**Set problem 1**: Reproduce the part of the transcript on cholo culture from "Ross: That’s the" up to and including "where to start.".

**Selected extract**:
■ ■ ■ ■ ■ ■ ■
Street Art and Cholo Style

The term “cholo” generally carries a negative connotation. It refers to a Mexican American gangster. But the fashion, the tattoos, the Old English graffiti writing style, the lowriders, and the music of “cholo culture” is popular beyond the negative stigma and stereotypes. In this episode Luis, Xris, and Jorge discuss what cholo culture means from a “Utahno” perspective.


Ross Chambless: Some artists work with paints, acrylics, watercolors, or woodblock printing to express themselves. Some use brushes or pencils or charcoal on canvas to convey ideas or capture truths about the world around them. Some paint murals on walls or ceilings or the sides of buildings. But in Los Angeles today, there’s a Chicano artist who labors on a unique canvas. This is from the 2006 documentary series, “The Run Up,” about cutting edge underground art from across the U.S. 


Mister Cartoon - from the "Run Up" series

Mister Cartoon: “Skin is the most hardcore canvas of all. There is nothing like it. It’s the only canvas that bleeds, shits, talks back, art directs you, shows up late, is cheap, tips you, compliments you, gets insecure, gets faded, moves… there’s nothing like it man.”


Ross: That’s the voice of Mister Cartoon. He’s an internationally renowned Chicano tattoo artist in Los Angeles

Luis: Mr. Cartoon, it’s hard to know where to start.


Ross: Here’s Luis Lopez, one of our resident Chicano voices, originally from Santa Anna, California. 


Luis: There is a unique culture in California, in the LA area. And he embodies it. He embodies the feeling of Chicanismo down there and Cholo culture. It’s not necessarily a negative thing. But there is certain street art. He has impacted everything from low rider culture, hip hop culture, tattoo culture, muralism. He has done it all. 

Delinquent Habits "Tres Delincuentes"

Ross: So, you’re listening to Nuevas Voces – a podcast about Mexican art and history, as well as Mexican-American art and history, from a uniquely Utahno perspective. In this podcast we, of course, explore works of art from different perspectives – from a Mexican national perspective, a Chicano perspective, and from white American perspective too. This is episode 19. And in this one, we’re going to be asking – what is exactly is Cholo culture? The tattoo culture, the lowriders, the fashion, the music and Hip Hop culture… all of that. We’ll talk more about Mister Cartoon in a little bit, but first, where does the concept of Cholo come from? And how does it relate to, or influence Chicano and modern Mexican-American culture and art today? 

Here’s Luis Lopez again.


Luis: Well, my personal experience growing up, it was viewed negatively. The way Cholo was used was to describe a gang banger. So, it wasn’t positive. But there were certain cultural aspects, like fashion. A popular shoe when I was a kid was the Nike Cortez. For many years I did not wear Nike Cortez’s because of the affiliation with the streets. But over time I’ve realized that style and fashion, does speak to me. It is a representation of who I am a little bit, and the culture I grew up around. I know the actual origins of it are not the way we use it now. But it does tend to have a negative connotation for sure.

Cholo origin.png

According to the website mitú, the word "cholo" originates from a Peruvian text dating back to 1609. "The writer, Inca Garcilaso de la Vega, wrote the book in Spanish and it was called  Comentarios Reales de los Incas. 'The child of a Black male and an Indian female, or of an Indian male and Black female, they call mulato and mulata. The children of these they call cholos. Cholo is a word from the Windward Islands; it means dog, not of the purebred variety, but of very disreputable origin; and the Spaniards use it for insult and vituperation.'" It is believed that later in Colonial Mexico the terms cholo and coyote were used interchangeably to describe Mestizo and Amerindian ancestry.
■ ■ ■ ■ ■ ■ ■
**Set problem 2**: Return each line of the records below that contains the string "sign", treating uppercase and lowercase as different.
■ ■ ■ ■ ■ ■ ■
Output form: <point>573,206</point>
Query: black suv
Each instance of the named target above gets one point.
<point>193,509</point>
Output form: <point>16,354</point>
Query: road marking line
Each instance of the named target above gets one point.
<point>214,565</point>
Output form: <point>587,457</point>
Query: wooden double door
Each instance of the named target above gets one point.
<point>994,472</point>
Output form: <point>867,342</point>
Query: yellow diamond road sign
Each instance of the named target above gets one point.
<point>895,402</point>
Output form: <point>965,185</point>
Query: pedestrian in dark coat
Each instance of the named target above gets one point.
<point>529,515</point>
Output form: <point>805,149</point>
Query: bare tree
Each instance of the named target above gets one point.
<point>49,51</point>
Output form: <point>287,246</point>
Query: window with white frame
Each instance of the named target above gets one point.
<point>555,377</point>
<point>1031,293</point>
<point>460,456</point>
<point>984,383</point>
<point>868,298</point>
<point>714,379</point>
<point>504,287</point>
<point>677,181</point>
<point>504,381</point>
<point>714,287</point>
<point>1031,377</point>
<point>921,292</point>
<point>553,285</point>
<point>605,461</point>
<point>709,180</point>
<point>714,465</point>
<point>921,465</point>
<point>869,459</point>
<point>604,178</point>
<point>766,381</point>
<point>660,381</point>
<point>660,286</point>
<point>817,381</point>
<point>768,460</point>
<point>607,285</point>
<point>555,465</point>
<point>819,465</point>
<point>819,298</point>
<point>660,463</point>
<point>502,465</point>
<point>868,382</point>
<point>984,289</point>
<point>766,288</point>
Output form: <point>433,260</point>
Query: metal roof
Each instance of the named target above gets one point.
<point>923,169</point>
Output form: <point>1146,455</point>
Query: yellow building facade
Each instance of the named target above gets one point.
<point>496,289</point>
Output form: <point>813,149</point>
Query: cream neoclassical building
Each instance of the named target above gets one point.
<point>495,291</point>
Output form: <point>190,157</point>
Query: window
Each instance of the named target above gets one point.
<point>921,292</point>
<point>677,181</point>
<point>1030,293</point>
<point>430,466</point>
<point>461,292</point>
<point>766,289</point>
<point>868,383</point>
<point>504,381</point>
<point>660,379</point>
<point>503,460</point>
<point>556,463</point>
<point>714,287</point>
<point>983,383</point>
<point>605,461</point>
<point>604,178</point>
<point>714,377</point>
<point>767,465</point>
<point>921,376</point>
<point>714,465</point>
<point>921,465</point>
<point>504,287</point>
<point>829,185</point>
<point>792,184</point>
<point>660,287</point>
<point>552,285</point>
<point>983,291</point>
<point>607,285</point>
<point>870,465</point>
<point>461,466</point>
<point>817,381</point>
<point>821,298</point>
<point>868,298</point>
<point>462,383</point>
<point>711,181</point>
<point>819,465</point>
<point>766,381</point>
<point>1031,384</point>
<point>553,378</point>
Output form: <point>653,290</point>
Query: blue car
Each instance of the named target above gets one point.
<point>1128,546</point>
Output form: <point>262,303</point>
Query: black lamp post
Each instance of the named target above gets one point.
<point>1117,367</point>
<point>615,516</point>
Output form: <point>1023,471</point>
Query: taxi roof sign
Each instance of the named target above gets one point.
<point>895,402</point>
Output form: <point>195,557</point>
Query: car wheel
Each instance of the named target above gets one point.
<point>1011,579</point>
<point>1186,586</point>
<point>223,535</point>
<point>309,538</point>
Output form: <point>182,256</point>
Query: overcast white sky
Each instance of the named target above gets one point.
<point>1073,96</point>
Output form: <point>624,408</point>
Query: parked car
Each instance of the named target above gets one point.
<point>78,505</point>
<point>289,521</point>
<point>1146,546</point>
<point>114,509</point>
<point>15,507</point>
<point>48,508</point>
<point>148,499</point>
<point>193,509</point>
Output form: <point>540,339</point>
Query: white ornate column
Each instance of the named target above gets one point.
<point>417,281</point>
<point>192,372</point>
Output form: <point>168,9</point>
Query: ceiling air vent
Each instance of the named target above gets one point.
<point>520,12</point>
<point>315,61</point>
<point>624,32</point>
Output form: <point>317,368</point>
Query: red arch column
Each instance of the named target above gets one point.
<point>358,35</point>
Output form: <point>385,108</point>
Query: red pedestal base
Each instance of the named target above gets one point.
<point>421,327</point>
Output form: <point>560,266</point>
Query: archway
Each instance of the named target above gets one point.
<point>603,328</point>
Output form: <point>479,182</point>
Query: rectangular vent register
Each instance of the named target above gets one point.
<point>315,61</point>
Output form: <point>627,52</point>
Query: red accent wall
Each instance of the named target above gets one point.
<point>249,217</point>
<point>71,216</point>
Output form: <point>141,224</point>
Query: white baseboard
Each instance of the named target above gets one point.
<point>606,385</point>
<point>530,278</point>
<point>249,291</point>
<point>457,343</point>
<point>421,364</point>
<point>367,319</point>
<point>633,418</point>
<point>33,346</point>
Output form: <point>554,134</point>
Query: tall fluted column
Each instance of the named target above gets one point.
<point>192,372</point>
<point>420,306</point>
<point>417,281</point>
■ ■ ■ ■ ■ ■ ■
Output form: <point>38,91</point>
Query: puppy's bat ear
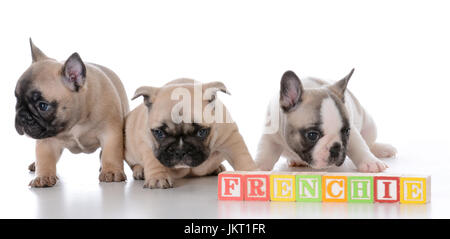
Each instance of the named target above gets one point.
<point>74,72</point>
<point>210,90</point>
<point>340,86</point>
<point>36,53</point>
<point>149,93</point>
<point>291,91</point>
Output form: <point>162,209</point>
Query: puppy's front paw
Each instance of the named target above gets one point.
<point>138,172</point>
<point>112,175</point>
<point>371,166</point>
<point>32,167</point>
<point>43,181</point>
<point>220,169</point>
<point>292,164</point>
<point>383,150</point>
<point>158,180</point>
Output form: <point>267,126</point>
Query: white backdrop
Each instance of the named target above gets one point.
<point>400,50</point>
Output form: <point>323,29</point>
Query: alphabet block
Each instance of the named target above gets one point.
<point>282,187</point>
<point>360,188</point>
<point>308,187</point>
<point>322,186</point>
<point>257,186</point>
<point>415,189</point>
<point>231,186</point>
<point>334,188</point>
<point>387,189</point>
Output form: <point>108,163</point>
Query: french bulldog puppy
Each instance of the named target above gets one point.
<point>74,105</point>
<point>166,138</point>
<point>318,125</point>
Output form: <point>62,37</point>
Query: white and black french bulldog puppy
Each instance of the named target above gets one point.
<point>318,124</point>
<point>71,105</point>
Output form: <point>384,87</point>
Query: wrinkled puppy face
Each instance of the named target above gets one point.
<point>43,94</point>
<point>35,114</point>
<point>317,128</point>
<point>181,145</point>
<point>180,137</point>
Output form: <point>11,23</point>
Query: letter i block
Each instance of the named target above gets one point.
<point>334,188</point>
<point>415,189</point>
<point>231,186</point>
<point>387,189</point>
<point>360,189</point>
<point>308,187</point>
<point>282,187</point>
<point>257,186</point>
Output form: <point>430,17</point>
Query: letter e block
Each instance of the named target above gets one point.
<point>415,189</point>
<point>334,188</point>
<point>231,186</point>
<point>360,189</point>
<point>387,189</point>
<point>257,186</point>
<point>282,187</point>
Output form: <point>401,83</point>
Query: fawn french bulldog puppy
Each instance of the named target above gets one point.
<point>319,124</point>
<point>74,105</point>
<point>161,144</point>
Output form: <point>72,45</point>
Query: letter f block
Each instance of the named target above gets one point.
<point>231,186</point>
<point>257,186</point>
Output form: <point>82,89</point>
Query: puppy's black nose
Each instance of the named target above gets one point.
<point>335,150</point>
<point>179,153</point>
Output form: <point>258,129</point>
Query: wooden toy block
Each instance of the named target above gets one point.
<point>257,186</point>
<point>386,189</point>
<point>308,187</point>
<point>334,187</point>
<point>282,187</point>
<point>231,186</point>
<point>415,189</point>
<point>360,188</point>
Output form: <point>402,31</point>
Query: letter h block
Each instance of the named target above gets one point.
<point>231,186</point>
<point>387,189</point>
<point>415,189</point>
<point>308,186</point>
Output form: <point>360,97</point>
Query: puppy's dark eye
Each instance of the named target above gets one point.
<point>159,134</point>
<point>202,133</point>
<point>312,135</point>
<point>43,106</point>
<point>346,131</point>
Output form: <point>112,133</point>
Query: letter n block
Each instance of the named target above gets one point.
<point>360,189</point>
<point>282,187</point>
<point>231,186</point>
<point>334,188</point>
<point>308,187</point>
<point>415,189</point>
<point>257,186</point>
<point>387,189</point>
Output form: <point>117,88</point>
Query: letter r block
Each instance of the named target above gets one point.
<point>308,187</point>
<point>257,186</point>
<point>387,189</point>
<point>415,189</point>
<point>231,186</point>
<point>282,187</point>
■ ■ ■ ■ ■ ■ ■
**Written answer 1**:
Ross: That’s the voice of Mister Cartoon. He’s an internationally renowned Chicano tattoo artist in Los Angeles

Luis: Mr. Cartoon, it’s hard to know where to start.

**Written answer 2**:
Query: yellow diamond road sign
Query: taxi roof sign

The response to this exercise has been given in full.